§ **EXERCISE GOAL**
In the passage below about the Federal Reserve's influence on economists, which conference does Paul Krugman say he has been blackballed from?

And celebrity is no shield against Fed excommunication. Paul Krugman, in fact, has gotten rough treatment. “I’ve been blackballed from the Fed summer conference at Jackson Hole, which I used to be a regular at, ever since I criticized him,” Krugman said of Greenspan in a 2007 interview with Pacifica Radio’s Democracy Now! “Nobody really wants to cross him.”
An invitation to the annual conference, or some other blessing from the Fed, is a signal to the economic profession that you’re a certified member of the club. Even Krugman seems a bit burned by the slight. “And two years ago,” he said in 2007, “the conference was devoted to a field, new economic geography, that I invented, and I wasn’t invited.”
This is from a fairly detailed Huffington Post article on the huge potential influence the Federal Reserve System can have (is having?) on the bounds of discussion about Fed policy.

§ **DATASET**
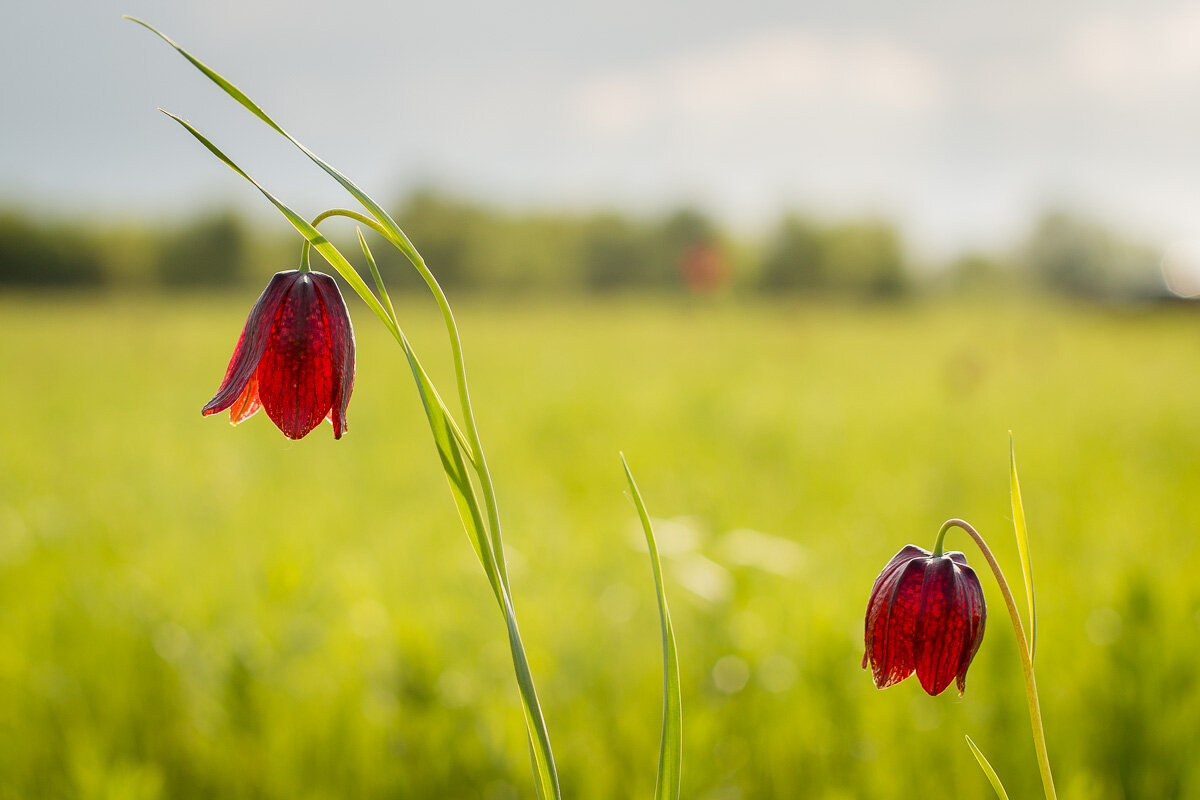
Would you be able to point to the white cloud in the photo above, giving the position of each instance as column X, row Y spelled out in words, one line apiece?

...

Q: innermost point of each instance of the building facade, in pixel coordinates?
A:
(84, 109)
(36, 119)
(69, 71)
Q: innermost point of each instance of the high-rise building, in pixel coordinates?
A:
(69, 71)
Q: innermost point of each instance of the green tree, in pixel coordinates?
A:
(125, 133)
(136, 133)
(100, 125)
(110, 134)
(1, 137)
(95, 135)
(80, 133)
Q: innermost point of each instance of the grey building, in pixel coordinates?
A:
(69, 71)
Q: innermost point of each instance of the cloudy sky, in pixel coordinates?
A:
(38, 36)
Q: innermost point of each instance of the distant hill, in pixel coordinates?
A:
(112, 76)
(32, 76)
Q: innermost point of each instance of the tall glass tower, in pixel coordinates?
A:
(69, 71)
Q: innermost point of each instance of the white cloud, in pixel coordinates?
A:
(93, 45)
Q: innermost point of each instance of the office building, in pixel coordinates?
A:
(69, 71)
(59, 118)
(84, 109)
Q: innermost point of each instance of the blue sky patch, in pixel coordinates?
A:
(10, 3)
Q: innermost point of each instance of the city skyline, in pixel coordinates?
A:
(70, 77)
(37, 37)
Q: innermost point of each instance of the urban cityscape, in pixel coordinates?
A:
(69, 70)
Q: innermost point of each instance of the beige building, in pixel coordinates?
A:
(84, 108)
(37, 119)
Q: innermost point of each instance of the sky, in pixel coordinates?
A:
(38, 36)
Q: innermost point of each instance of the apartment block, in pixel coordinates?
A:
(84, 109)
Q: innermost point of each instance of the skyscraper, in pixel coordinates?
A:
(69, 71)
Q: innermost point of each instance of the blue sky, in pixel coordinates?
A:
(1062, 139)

==

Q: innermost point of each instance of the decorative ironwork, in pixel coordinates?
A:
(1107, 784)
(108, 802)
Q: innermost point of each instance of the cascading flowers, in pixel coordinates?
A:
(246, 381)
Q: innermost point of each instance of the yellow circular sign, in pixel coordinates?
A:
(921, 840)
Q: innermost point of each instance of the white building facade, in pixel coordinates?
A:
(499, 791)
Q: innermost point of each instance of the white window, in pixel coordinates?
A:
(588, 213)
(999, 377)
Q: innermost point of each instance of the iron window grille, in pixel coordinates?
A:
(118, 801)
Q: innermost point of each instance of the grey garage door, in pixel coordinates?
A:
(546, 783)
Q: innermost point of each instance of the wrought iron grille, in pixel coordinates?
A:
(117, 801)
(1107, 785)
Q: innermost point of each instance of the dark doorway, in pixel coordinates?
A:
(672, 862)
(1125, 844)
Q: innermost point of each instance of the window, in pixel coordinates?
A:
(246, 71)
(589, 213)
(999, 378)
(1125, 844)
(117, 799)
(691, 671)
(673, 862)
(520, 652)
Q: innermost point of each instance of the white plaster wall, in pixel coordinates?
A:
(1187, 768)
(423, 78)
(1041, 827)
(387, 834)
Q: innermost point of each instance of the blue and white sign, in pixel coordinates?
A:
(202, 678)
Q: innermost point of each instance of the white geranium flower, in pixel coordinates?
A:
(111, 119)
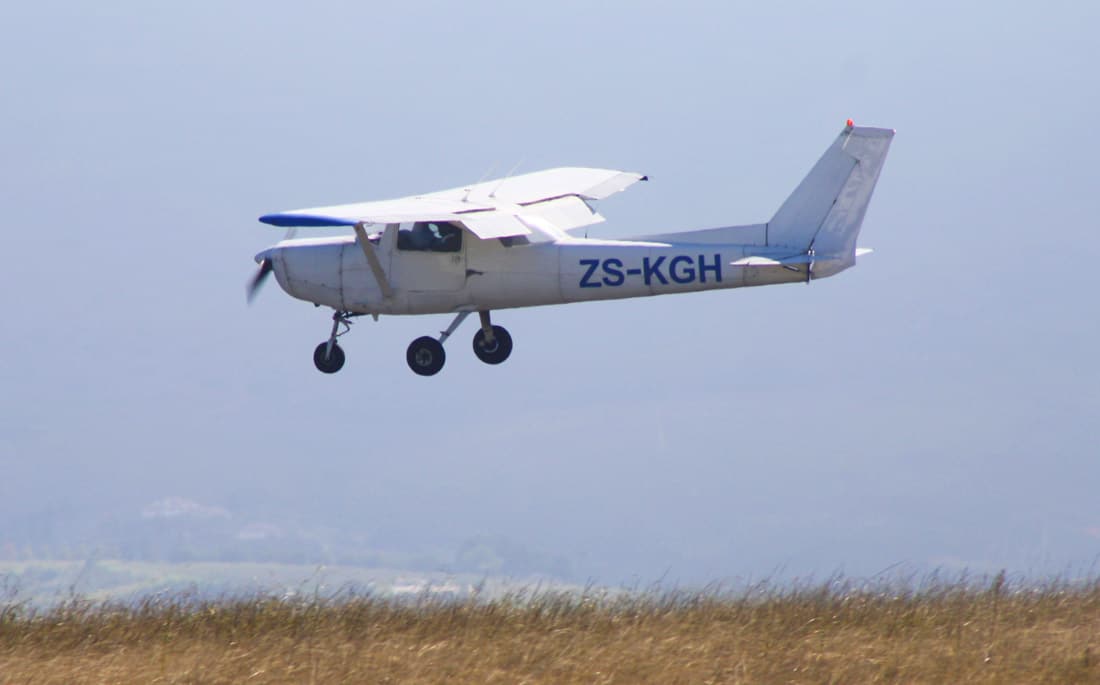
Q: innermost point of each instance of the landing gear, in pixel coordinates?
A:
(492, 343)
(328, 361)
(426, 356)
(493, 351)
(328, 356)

§ **OUTPUT FOR THIS TASK**
The Fed summer conference at Jackson Hole.